→ **GIVEN INFORMATION**
┏━━

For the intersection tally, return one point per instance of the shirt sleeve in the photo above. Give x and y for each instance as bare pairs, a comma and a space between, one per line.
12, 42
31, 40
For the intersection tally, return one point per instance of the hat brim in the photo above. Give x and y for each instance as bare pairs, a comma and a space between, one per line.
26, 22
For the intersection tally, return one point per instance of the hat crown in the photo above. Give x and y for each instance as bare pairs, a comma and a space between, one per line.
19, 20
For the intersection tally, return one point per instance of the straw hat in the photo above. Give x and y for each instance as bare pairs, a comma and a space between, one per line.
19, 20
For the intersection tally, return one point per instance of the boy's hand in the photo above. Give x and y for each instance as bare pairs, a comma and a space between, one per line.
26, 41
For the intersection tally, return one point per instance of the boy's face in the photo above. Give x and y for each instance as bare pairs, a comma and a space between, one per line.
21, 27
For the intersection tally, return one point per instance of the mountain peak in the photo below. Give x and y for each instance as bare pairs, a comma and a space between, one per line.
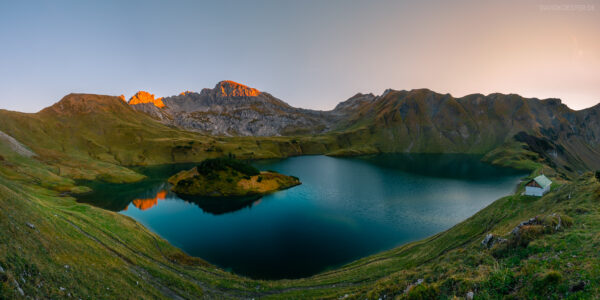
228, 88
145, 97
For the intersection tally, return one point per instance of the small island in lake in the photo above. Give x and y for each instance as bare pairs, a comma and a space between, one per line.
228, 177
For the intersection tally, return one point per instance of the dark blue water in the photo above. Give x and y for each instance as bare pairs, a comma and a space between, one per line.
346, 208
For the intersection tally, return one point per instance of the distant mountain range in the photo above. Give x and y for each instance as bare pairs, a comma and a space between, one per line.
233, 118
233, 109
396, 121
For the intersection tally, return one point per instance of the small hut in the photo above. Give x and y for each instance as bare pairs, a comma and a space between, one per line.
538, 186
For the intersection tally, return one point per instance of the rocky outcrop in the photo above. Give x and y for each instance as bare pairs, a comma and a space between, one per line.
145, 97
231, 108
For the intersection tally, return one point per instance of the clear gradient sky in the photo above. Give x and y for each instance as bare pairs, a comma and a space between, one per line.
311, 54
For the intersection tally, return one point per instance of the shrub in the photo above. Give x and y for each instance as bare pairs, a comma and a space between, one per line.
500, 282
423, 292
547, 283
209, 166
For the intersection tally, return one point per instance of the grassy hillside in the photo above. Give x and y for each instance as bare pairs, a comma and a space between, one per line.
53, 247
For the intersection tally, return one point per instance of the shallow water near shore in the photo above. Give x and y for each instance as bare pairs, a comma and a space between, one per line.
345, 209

┗━━
┏━━

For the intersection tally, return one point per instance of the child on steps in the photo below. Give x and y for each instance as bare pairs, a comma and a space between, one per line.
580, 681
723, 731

┗━━

→ **REQUIREMENTS**
How many rows above contain the string "hand", with case counting? Reply with the number only.

→ **RESPONSE TO THE EXERCISE**
1